Aim a =
Translate this sentence from the ORM thread below into Spanish: "Nothing has changed in these two paradigms in the past two years to make them work better together."

Quoted passage =
I read this post last night, and I noticed it was from 2006. I could go either way on the ORM, database thing, but I was just wondering if everything bad Jeff said about ORM still applies even now considering the post is from 2006.
It's still true.
Even more than OO software, the database suffers if it isn't treated precisely the way intended. And it wasn't intended that you should interpose some abstraction layer in front of it.
I think of impermeable abstraction layers as trying to build a Lego castle with all the pieces closed up into a pillowcase. SQL is damn hard to do correctly. It doesn't share many patterns with procedural programming, and best practices for one can be the opposite for the other. You need to be able to grok every single item in a SQL statement, and have a pretty good idea what it's intended to do, and what it in fact does.
Lots of people seem to think that, like horseshoes, close is good enough - if the right answer pops out, that implies you're nearly there. In SQL, that's simply not true.
RoR and the ActiveRecord pattern have deservedly earned a reputation as dbms resource hogs for this reason. Optimized ActiveRecord design is more often than not suboptimal SQL design, because it encourages SQL statement decomposition.
Yes.
Object-oriented is still object-oriented and Relational is still Set-oriented. Nothing has changed in these two paradigms in the past two years to make them work better together.
In many people's eyes, SQL is ugly, complex, and confusing. But trying to make an object-oriented interface to perform the same functionality is always uglier, more complex, and has a steeper learning curve.
In all programming, there is a tradeoff between flexibility and assumptions. Frameworks (such as Rails) try to solve the problem by being "opinionated." That is, they limit flexibility of either the relational or the object-oriented aspects of the problem, making assumptions about how data is structured, and what operations you can do with it. Naturally, simplifying the problem space makes the solution simpler as well.
In addition, it's frustrating to discover that an ORM framework is incomplete, so some ordinary operations in SQL have no solution in a given ORM. This is also a consequence of "opinionated" frameworks.
A lot of web 2.0 companies are working on key-value stores. And all these companies have to go through the same painfull process of making it work.
If ORM is the "vietnam of computer science" then building your own key-value store is probably the "Iraq of computer science" :-)
I can only speak for my experience. I use DAL and DTO's, and I am still capable of performing pretty complex queries (joins and all), and also I am able to resort to SP's or custom SQL whenever I need. It made my life easier, my code consistent and my deadlines more attainable.
I think starting from the assumption that Jeff's conclusions are correct is not necessarily good; having maintained stored procedure code as well as JDBC-based data layers, I can say that these caused maintenance problems galore, mostly related to the inability to understand what was going on at a higher level.

Aim b =
Please pull out every line of the records below that contains the string "painting". Case counts.

Data to use =
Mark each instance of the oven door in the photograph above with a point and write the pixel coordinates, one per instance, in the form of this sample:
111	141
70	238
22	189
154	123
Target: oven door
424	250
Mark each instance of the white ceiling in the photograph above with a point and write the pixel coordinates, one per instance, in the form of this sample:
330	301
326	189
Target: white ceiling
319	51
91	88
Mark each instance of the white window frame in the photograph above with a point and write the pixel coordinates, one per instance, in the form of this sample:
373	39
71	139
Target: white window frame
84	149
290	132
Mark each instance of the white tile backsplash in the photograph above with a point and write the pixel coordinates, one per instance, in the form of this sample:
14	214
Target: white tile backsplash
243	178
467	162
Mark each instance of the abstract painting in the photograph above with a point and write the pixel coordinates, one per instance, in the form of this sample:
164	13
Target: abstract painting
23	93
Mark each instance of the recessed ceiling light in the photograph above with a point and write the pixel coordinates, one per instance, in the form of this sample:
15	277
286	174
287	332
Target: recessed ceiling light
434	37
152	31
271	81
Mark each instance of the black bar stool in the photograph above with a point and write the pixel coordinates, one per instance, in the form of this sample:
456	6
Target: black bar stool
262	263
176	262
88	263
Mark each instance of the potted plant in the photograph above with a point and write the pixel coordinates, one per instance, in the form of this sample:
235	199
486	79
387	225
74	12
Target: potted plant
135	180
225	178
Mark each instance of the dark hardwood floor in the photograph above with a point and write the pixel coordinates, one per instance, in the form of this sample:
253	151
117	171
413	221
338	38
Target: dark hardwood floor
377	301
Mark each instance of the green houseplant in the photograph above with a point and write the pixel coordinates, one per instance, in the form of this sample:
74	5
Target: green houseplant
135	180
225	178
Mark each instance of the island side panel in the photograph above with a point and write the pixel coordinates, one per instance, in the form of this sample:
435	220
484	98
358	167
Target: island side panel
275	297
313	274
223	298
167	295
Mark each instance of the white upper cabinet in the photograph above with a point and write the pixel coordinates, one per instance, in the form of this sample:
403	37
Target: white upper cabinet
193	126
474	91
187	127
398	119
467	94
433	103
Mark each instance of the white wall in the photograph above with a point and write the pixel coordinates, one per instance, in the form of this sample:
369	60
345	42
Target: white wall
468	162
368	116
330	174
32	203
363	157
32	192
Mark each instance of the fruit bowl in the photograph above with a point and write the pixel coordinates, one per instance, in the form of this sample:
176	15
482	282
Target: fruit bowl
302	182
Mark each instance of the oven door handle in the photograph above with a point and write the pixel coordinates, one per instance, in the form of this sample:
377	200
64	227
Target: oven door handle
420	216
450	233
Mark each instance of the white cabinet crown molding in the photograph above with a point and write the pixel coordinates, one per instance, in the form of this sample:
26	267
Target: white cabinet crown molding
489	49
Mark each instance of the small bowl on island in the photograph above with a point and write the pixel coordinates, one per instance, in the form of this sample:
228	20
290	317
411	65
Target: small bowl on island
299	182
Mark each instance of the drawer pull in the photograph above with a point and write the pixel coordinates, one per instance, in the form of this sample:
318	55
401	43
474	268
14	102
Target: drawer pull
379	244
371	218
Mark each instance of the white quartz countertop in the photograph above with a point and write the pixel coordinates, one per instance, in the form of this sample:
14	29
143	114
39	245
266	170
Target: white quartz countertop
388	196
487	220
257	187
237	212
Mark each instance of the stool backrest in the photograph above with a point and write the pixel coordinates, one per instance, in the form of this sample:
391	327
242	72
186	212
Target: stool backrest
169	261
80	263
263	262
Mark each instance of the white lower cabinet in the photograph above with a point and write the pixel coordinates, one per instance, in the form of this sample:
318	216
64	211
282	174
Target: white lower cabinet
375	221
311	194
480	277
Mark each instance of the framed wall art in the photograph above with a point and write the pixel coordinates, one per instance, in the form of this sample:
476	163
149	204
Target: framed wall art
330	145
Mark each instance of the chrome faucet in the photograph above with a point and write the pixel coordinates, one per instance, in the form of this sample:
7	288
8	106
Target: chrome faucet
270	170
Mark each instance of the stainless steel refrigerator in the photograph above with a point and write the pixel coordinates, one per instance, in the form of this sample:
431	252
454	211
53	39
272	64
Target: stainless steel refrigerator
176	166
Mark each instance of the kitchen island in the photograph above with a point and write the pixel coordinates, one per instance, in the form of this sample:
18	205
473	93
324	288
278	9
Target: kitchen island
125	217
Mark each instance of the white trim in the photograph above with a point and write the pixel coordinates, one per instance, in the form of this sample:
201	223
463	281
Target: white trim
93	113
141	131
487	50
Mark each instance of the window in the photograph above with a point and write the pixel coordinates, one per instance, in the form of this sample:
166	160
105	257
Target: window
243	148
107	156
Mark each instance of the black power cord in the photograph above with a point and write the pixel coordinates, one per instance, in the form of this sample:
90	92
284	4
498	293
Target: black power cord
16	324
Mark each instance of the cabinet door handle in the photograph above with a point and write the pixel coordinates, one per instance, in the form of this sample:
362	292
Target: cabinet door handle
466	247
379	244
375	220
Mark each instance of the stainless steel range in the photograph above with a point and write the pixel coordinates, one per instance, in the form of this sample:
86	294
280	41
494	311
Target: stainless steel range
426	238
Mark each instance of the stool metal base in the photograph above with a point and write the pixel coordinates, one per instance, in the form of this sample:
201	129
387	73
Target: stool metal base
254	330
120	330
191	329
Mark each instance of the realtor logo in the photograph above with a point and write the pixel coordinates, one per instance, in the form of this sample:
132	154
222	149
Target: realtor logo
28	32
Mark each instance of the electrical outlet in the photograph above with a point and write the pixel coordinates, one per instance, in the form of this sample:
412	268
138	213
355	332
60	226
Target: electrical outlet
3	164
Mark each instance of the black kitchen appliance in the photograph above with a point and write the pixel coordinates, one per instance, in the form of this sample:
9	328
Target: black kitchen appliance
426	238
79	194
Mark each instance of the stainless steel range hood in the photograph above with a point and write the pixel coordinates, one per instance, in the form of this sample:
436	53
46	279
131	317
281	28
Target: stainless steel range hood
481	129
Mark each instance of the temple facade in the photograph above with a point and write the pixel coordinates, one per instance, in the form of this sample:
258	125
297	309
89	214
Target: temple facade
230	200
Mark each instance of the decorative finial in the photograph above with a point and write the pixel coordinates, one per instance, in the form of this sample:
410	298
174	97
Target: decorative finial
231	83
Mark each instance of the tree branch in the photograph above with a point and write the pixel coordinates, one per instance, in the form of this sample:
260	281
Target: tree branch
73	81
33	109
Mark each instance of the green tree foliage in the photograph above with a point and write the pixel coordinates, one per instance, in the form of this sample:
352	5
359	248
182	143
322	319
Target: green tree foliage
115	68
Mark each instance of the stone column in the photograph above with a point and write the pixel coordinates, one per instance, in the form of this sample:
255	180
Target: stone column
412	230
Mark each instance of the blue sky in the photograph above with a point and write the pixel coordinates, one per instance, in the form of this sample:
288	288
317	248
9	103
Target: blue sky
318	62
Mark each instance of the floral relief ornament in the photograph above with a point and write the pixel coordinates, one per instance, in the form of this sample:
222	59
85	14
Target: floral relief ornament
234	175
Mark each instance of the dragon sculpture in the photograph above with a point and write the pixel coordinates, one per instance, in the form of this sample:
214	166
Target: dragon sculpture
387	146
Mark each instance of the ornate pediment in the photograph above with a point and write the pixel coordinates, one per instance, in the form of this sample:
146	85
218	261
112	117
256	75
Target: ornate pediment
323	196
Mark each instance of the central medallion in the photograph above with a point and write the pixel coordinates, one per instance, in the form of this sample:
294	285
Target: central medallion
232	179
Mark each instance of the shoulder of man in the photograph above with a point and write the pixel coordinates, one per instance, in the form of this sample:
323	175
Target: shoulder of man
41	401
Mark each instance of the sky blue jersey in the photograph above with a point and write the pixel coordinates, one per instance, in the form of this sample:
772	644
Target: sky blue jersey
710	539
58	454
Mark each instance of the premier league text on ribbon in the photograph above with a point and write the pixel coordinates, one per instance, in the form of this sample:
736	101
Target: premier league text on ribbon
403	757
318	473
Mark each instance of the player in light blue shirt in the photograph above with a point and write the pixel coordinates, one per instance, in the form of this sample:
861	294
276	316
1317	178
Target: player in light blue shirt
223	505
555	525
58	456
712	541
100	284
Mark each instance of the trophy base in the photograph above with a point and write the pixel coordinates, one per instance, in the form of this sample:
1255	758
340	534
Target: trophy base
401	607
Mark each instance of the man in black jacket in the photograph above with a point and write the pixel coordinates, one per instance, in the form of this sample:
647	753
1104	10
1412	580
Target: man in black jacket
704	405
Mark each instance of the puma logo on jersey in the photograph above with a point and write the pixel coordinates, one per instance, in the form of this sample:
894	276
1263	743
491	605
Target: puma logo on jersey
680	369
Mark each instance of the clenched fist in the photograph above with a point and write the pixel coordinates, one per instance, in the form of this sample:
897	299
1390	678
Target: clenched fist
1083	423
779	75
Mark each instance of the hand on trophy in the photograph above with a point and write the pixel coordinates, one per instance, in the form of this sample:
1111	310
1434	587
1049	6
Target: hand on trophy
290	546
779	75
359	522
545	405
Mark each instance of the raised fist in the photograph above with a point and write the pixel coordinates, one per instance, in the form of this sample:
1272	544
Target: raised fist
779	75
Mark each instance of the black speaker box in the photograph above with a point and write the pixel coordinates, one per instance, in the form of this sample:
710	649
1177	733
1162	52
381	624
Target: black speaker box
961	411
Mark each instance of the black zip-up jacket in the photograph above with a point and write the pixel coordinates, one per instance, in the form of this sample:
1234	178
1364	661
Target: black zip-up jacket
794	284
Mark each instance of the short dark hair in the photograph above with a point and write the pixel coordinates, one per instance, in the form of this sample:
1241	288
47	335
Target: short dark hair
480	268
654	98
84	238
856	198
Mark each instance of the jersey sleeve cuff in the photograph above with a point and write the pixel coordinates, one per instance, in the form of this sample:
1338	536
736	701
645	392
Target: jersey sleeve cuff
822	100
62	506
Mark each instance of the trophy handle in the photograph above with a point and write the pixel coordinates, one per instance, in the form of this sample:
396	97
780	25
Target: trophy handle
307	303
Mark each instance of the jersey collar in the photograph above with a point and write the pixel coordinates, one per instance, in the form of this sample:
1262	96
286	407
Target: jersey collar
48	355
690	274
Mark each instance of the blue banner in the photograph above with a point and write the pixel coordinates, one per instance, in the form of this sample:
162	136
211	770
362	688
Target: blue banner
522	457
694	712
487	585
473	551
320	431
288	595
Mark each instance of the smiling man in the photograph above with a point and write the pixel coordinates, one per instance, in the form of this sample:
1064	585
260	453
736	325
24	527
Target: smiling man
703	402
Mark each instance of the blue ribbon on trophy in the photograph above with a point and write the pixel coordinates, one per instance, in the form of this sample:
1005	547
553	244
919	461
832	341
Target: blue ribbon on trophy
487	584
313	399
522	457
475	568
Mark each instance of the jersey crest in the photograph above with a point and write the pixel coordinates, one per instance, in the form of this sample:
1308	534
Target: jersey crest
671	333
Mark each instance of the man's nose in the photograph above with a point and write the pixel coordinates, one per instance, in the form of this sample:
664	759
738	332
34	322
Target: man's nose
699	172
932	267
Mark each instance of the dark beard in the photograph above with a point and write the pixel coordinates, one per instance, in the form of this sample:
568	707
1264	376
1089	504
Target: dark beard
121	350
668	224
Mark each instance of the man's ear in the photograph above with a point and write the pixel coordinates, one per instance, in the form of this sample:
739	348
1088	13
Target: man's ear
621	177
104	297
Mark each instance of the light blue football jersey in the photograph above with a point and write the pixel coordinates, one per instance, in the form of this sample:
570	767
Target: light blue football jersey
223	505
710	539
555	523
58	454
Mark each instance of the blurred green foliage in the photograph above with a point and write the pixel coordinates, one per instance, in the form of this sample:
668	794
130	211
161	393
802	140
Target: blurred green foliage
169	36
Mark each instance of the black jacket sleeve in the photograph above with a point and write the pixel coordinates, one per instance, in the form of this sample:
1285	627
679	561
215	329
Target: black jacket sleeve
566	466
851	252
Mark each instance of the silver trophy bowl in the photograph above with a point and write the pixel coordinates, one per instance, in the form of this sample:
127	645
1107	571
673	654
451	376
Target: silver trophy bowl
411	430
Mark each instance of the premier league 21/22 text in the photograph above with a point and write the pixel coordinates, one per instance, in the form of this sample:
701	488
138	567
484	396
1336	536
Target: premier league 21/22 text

Full solution a =
Nada ha cambiado en estos dos paradigmas en los últimos dos años que haga que funcionen mejor juntos.

Full solution b =
Mark each instance of the abstract painting in the photograph above with a point and write the pixel coordinates, one per instance, in the form of this sample:
Target: abstract painting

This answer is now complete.